**WORK TO BE COMPLETED**. Nothing but the lines from the start of the records through the line that contains "Target: knitted texture" is to be copied, and each is to be copied exactly.

**TASK INPUT**.
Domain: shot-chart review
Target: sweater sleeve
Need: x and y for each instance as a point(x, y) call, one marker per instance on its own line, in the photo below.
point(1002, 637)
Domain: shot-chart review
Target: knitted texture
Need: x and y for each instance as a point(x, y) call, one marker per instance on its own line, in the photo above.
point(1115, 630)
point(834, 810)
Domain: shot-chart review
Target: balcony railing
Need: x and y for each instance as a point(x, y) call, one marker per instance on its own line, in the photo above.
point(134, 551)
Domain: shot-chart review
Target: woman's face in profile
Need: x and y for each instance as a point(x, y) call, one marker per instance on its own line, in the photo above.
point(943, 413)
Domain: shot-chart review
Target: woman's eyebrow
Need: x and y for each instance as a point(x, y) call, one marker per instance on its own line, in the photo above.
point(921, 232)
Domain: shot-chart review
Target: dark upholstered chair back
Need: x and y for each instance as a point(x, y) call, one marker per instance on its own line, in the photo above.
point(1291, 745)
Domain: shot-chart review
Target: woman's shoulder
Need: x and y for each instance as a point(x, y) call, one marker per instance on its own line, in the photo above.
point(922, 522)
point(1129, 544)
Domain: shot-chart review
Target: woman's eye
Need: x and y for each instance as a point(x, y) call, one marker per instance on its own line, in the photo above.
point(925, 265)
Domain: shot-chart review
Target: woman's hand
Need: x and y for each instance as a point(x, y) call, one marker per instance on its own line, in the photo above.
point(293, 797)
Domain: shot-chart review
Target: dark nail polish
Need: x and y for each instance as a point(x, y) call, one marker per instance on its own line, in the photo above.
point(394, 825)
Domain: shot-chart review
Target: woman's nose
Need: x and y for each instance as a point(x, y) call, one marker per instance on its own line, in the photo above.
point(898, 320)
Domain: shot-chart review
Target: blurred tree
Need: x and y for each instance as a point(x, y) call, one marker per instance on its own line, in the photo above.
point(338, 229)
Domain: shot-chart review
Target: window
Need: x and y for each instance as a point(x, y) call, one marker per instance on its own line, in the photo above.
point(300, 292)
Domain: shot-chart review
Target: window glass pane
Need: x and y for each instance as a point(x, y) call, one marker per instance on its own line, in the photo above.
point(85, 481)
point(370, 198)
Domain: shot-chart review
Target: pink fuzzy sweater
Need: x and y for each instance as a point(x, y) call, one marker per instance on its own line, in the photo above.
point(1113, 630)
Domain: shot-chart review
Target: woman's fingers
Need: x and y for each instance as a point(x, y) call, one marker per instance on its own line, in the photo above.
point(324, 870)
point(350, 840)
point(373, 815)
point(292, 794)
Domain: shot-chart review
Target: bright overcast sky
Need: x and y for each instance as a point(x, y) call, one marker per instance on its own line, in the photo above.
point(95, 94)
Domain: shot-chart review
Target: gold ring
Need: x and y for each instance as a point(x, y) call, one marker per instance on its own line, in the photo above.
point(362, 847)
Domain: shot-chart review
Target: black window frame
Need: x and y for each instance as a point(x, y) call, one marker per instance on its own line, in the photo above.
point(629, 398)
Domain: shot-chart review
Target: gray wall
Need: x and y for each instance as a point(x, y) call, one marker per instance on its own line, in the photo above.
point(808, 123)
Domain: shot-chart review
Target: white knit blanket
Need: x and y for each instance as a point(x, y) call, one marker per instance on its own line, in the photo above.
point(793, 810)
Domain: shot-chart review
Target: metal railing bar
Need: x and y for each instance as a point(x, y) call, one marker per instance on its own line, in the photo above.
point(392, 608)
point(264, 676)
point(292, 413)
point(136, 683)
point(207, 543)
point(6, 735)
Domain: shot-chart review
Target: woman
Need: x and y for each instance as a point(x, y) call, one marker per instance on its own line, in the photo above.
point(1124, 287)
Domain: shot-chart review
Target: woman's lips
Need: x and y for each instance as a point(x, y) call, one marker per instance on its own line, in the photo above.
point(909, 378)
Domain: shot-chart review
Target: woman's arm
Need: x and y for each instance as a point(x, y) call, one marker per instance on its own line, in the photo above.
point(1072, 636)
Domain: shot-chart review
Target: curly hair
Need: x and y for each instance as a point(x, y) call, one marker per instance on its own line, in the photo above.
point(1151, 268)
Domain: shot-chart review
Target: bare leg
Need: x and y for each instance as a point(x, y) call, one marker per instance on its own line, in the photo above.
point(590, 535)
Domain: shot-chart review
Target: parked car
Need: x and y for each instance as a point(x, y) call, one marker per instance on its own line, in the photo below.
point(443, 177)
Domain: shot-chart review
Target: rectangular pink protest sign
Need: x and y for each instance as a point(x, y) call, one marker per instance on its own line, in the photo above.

**WRITTEN RESPONSE**.
Domain: shot-chart review
Target: sweater sleeve
Need: x and y for each instance as a point(x, y) call, one marker per instance on its own line, in the photo below.
point(1002, 637)
Domain: shot-chart review
Target: knitted texture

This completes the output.